- _Written request 1_: Duplicate the portion of the Sebastian Esposito profile starting at "Youth career" and ending at "U23 / 6 / (0)".

Sebastian Esposito

Personal information
- Full name: Sebastian Esposito
- Date of birth: 21 April 2005 (age 21)
- Place of birth: Melbourne, Victoria, Australia
- Height: 1.88 m (6 ft 2 in)
- Position: Central defender

Team information
- Current team: Lecce
- Number: 28

Youth career
- –2023: Melbourne City FC
- 2024–: Lecce

Senior career*
- Years: Team / Apps / (Gls)
- 2022–2023: Melbourne City / 6 / (0)
- 2024–: Lecce / 0 / (0)
- 2025–2026: → Melbourne Victory (loan) / 24 / (2)

International career^{‡}
- 2023–2024: Australia U20 / 15 / (0)
- 2024–: Australia U23 / 6 / (0)

= Sebastian Esposito =

Australian soccer player (born 2005)

- _Written request 2_: How many lines in the listing below contain the string "eyebrow"? Give only the number.

- _Input material_:
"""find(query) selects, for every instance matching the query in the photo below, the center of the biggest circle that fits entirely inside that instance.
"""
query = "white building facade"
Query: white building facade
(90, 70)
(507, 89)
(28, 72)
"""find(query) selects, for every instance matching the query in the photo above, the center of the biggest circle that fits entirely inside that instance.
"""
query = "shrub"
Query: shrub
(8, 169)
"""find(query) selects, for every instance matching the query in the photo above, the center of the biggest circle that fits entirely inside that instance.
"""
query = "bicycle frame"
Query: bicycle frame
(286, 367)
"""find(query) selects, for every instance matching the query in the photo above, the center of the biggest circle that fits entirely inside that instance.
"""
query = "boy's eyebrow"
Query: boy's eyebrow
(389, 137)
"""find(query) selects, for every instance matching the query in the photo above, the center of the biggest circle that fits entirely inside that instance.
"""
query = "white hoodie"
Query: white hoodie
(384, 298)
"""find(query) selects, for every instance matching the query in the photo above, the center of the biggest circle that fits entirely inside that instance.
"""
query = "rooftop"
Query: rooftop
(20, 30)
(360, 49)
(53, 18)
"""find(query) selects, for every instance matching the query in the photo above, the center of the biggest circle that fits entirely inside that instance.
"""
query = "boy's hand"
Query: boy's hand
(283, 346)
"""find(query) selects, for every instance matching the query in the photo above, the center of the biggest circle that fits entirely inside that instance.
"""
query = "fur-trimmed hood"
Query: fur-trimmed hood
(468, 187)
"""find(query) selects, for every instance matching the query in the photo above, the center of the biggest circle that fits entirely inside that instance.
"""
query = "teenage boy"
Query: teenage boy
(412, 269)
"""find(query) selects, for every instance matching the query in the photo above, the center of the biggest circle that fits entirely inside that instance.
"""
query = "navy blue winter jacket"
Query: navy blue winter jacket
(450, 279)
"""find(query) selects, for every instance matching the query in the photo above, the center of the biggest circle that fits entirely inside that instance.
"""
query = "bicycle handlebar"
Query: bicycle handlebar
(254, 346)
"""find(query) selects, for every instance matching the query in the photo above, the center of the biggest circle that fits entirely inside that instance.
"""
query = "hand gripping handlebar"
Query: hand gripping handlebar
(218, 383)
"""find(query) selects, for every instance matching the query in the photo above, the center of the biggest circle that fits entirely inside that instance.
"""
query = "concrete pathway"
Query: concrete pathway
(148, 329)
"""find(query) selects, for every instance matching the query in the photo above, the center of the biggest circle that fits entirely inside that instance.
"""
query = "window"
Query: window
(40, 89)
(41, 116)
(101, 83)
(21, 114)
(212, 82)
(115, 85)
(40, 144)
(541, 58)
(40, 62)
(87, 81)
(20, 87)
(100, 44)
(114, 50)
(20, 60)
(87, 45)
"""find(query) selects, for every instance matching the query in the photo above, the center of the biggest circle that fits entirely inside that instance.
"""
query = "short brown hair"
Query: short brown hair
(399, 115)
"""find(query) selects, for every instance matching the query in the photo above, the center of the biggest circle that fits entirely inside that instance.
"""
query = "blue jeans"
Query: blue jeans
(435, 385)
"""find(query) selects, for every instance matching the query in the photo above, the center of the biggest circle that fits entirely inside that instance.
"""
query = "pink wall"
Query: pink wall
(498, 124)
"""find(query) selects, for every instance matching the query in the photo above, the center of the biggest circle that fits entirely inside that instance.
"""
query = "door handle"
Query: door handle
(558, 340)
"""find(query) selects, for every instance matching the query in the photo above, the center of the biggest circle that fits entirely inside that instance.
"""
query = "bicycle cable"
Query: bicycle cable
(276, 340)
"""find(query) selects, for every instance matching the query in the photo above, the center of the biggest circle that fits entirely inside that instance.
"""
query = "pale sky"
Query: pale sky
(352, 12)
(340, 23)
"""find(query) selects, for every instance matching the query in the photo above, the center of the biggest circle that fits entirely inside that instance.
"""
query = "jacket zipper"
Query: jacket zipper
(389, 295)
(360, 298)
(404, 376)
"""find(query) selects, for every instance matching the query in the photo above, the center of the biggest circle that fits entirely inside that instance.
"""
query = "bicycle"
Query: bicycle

- _Correct answer 1_:
Youth career
- –2023: Melbourne City FC
- 2024–: Lecce

Senior career*
- Years: Team / Apps / (Gls)
- 2022–2023: Melbourne City / 6 / (0)
- 2024–: Lecce / 0 / (0)
- 2025–2026: → Melbourne Victory (loan) / 24 / (2)

International career^{‡}
- 2023–2024: Australia U20 / 15 / (0)
- 2024–: Australia U23 / 6 / (0)

- _Correct answer 2_: 2